-- START --

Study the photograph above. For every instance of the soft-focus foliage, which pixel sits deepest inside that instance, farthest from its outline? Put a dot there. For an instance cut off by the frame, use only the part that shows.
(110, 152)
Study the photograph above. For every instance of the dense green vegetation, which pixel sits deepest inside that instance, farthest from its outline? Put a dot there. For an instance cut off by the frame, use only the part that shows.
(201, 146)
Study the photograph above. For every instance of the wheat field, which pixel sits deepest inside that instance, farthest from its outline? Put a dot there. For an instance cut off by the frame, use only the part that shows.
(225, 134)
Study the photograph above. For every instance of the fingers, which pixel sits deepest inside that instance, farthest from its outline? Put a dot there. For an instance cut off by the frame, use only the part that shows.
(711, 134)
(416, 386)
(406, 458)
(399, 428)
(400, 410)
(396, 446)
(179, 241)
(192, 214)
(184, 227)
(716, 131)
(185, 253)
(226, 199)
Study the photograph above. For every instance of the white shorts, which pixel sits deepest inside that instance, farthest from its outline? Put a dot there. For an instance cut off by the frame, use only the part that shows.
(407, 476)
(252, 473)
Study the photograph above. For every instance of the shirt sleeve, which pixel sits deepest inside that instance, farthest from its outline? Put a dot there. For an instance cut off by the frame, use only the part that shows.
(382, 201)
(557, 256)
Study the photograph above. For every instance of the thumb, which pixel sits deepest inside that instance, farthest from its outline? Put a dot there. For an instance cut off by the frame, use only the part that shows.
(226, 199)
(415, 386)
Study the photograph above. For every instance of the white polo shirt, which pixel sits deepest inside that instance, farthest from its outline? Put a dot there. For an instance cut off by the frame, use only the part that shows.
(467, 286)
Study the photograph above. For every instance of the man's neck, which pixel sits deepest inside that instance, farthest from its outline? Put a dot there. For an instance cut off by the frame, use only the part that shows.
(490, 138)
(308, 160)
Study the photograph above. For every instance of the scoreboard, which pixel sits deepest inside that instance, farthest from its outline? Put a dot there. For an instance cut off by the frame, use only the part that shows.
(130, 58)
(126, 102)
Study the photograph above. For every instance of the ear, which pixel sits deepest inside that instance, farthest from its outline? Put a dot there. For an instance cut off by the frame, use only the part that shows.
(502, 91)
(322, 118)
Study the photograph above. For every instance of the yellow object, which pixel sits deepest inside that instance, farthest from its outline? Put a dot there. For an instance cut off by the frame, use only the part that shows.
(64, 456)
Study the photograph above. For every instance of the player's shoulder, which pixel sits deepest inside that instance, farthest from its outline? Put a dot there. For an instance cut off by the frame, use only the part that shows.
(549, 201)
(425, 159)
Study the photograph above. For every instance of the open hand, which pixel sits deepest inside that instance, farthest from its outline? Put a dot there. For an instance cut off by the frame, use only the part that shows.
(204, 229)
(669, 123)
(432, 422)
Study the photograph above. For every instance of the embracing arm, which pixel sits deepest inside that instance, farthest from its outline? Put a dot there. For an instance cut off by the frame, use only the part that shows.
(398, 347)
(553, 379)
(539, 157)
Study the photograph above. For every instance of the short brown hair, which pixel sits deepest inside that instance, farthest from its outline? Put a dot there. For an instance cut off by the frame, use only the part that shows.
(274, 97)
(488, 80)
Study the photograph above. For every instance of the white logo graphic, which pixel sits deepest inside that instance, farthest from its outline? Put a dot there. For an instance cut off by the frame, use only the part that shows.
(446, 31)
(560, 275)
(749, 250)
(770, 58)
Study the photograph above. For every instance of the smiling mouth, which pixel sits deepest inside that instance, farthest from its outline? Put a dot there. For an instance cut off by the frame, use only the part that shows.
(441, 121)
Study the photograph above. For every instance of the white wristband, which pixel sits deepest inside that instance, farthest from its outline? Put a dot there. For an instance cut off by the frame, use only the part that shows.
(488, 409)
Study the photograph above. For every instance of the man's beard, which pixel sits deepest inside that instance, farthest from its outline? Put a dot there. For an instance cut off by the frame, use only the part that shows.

-- END --

### What needs to be done
Please copy out everything from the line containing "Study the photograph above. For every instance of the embracing" down to the last line of the material, including both of those lines and keeping every character unchanged.

### Finished exercise
Study the photograph above. For every instance of the embracing arm, which pixel sits deepest inside that instance, farthest from its outline? Put a dot there. For an instance cut off by the frame, use only the part that shows.
(398, 347)
(553, 379)
(539, 157)
Study the photograph above. For every instance of the short brown hair, which pixel sits deepest inside that instance, farthest from its outline? Put a dot there. For an instance cut off by the frame, use only the part that shows.
(274, 97)
(488, 80)
Study the photograph above. For every instance of the white logo graphic, which pixel sits deepest inside that instance, farthest from its outline? Put a dot there. For an instance cut off by the frame, use only the part that shows.
(446, 31)
(560, 275)
(749, 250)
(770, 58)
Study the photograph above. For every instance of the smiling mouth, which pixel sits deepest inside that instance, farthest from its outline? Put a dot there. For an instance cut off by the frame, use only the part that shows.
(441, 121)
Study the photograph above. For every instance of the white wristband, which pixel sits deepest inside that instance, farthest from its outline? Put a dot there. For an instance cut off by the frame, use only the part that shows.
(488, 409)
Study the photograph above. For every instance of the man's beard, which pixel sits deepest inside that instance, farthest from its outline? Put a dot there. For an instance cut off by the frame, use only the part that shows.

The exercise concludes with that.